Selected extract>
CoVProt: Toward a Mass Spectrometry Data Portal for COVID-19 Proteomics Research and Development

Abstract

The coronavirus disease 2019 (COVID-19) pandemic has wreaked havoc globally. Beyond the pandemic, the long-term effects of the severe acute respiratory syndrome coronavirus 2 (SARS-CoV-2) virus in multiple organ systems are yet to be deciphered. This calls for continued systems science research. Moreover, the host response to SARS-CoV-2 varies person-to-person and gives rise to different degrees of morbidity and mortality. Mass spectrometry (MS) has been a proven asset in studies of the SARS-CoV-2 from an omics systems science lens. To strengthen the proteomics research dedicated to COVID-19, we introduce here a web-based portal, CoVProt. The portal is work in progress and aims for a comprehensive curation of MS-based proteomics data of COVID-19 clinical samples for deep proteomic investigations, data visualization, and easy data accessibility for life sciences innovations and planetary health research community. Currently, CoVProt contains information on 2725 different proteins and 37,125 different peptides from six data sets covering a total of 202 clinical samples. Moreover, all pertinent data sets extracted from the literature have been reanalyzed using a common analysis pipeline developed by combining multiple tools. Going forward, we anticipate that the CoVProt portal will also provide access to the clinical parameters of the patients. The CoVProt (v1.0) portal addresses an existing significant gap to study COVID-19 host proteomics, which, to the best of our knowledge, is the first effort in this direction. We believe that CoVProt is poised to make contributions as a community resource for proteomic applications and aims to broadly support clinical studies to facilitate the discovery of COVID-19 biomarkers and therapeutics with translational potential.

Material provided>
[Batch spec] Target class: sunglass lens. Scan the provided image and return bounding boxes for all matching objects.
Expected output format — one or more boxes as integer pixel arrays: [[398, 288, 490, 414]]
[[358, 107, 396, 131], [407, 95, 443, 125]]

What is needed>
Reproduce the CoVProt portal text above in full, with every word and line unchanged.

Task solution>
CoVProt: Toward a Mass Spectrometry Data Portal for COVID-19 Proteomics Research and Development

Abstract

The coronavirus disease 2019 (COVID-19) pandemic has wreaked havoc globally. Beyond the pandemic, the long-term effects of the severe acute respiratory syndrome coronavirus 2 (SARS-CoV-2) virus in multiple organ systems are yet to be deciphered. This calls for continued systems science research. Moreover, the host response to SARS-CoV-2 varies person-to-person and gives rise to different degrees of morbidity and mortality. Mass spectrometry (MS) has been a proven asset in studies of the SARS-CoV-2 from an omics systems science lens. To strengthen the proteomics research dedicated to COVID-19, we introduce here a web-based portal, CoVProt. The portal is work in progress and aims for a comprehensive curation of MS-based proteomics data of COVID-19 clinical samples for deep proteomic investigations, data visualization, and easy data accessibility for life sciences innovations and planetary health research community. Currently, CoVProt contains information on 2725 different proteins and 37,125 different peptides from six data sets covering a total of 202 clinical samples. Moreover, all pertinent data sets extracted from the literature have been reanalyzed using a common analysis pipeline developed by combining multiple tools. Going forward, we anticipate that the CoVProt portal will also provide access to the clinical parameters of the patients. The CoVProt (v1.0) portal addresses an existing significant gap to study COVID-19 host proteomics, which, to the best of our knowledge, is the first effort in this direction. We believe that CoVProt is poised to make contributions as a community resource for proteomic applications and aims to broadly support clinical studies to facilitate the discovery of COVID-19 biomarkers and therapeutics with translational potential.